[Start of Attachment]
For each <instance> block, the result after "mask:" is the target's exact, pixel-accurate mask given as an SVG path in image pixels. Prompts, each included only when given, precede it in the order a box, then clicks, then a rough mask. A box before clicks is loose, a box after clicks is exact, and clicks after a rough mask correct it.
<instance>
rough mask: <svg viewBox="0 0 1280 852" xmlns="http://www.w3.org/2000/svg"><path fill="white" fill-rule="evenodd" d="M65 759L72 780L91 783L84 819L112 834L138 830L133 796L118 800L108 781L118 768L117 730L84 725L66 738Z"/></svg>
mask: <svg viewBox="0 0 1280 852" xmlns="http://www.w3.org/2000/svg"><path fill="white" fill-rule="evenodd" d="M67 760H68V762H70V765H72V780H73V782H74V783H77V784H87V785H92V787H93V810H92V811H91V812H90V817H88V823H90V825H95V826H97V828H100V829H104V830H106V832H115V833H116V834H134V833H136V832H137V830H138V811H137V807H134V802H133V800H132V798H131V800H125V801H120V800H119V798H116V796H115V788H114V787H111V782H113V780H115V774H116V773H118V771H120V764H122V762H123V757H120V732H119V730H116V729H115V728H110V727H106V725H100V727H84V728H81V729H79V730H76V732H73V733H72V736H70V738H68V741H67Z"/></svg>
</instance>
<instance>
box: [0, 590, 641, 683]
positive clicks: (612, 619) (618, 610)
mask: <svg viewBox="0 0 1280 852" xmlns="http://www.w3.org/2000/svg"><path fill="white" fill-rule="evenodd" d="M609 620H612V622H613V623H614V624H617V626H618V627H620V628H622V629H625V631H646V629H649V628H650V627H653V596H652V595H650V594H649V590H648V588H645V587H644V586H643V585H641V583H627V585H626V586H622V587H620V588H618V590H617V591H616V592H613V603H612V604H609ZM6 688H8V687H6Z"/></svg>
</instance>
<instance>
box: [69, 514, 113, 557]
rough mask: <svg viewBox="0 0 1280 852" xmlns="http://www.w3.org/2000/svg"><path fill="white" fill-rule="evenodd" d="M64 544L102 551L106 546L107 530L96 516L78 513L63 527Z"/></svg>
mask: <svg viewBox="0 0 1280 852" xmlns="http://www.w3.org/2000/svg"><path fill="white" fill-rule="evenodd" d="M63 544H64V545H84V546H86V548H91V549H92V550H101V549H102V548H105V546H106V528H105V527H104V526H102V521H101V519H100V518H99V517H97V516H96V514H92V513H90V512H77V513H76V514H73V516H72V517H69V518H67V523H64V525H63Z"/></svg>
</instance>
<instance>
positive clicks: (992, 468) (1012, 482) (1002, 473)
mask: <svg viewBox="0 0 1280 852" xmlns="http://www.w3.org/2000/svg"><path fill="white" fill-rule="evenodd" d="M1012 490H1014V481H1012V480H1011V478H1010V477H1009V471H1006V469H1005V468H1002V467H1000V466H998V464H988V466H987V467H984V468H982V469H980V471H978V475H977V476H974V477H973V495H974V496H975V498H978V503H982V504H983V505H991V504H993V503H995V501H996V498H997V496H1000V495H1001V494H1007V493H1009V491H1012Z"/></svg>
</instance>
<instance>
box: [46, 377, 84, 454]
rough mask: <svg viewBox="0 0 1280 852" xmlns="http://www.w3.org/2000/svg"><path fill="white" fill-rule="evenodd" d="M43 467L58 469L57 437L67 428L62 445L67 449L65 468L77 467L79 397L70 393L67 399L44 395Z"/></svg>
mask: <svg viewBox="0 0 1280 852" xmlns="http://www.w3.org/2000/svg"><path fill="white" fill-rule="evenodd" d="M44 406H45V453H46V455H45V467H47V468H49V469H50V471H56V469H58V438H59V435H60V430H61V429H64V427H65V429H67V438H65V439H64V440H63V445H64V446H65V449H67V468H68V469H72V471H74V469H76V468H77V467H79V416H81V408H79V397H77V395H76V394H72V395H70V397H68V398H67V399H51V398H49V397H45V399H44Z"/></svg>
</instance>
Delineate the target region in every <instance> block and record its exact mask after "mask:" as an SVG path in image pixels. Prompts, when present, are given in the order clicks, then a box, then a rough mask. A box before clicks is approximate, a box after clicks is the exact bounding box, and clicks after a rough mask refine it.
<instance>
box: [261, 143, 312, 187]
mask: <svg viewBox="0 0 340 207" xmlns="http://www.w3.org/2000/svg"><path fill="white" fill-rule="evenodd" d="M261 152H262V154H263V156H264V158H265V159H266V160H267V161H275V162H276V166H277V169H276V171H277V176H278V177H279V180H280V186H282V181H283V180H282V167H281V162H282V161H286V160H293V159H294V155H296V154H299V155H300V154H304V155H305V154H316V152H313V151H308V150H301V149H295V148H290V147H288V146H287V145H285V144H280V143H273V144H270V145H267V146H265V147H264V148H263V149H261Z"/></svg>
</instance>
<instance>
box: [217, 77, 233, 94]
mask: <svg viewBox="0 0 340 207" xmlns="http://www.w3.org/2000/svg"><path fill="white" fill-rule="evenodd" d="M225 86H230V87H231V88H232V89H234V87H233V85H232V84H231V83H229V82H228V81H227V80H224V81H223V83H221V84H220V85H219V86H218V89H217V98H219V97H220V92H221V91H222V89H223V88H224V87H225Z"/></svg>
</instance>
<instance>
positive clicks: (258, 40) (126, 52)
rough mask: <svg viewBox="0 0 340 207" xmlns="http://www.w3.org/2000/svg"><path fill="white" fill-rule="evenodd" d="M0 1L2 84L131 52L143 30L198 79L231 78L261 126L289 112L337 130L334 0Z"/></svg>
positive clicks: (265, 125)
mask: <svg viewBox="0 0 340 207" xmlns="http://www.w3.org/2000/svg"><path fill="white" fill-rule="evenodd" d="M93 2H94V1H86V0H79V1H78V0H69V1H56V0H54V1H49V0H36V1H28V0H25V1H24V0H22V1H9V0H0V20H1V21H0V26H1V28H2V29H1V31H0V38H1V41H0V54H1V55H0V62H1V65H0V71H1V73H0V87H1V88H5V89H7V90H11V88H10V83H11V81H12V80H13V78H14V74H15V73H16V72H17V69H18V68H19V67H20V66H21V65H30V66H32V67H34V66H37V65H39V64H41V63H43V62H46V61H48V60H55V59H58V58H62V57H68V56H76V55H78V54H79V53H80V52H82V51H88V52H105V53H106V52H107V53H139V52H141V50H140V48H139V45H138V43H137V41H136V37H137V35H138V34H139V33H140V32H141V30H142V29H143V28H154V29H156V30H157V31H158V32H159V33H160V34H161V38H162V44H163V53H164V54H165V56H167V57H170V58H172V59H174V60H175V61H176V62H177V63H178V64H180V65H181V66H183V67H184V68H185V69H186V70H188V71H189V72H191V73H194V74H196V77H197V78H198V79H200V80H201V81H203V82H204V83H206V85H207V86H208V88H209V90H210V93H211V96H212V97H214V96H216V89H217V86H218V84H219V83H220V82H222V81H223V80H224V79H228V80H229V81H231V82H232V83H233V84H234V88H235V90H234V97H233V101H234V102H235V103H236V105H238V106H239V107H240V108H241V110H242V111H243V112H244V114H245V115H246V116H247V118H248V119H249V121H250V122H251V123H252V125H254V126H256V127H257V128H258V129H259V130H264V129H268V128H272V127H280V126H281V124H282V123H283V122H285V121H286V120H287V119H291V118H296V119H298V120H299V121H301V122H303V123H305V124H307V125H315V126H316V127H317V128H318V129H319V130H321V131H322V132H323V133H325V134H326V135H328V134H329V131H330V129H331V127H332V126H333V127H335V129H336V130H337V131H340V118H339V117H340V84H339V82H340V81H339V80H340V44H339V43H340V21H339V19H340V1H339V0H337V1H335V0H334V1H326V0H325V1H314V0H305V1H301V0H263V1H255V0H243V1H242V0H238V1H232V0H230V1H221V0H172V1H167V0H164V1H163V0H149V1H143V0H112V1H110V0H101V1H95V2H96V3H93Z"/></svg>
[End of Attachment]
▸ INSTRUCTION: Pull out every line from the items above that contains the string "positive", and match its case exactly.

▸ RESPONSE BELOW:
positive clicks: (612, 619) (618, 610)
positive clicks: (992, 468) (1012, 482) (1002, 473)
positive clicks: (258, 40) (126, 52)
positive clicks: (265, 125)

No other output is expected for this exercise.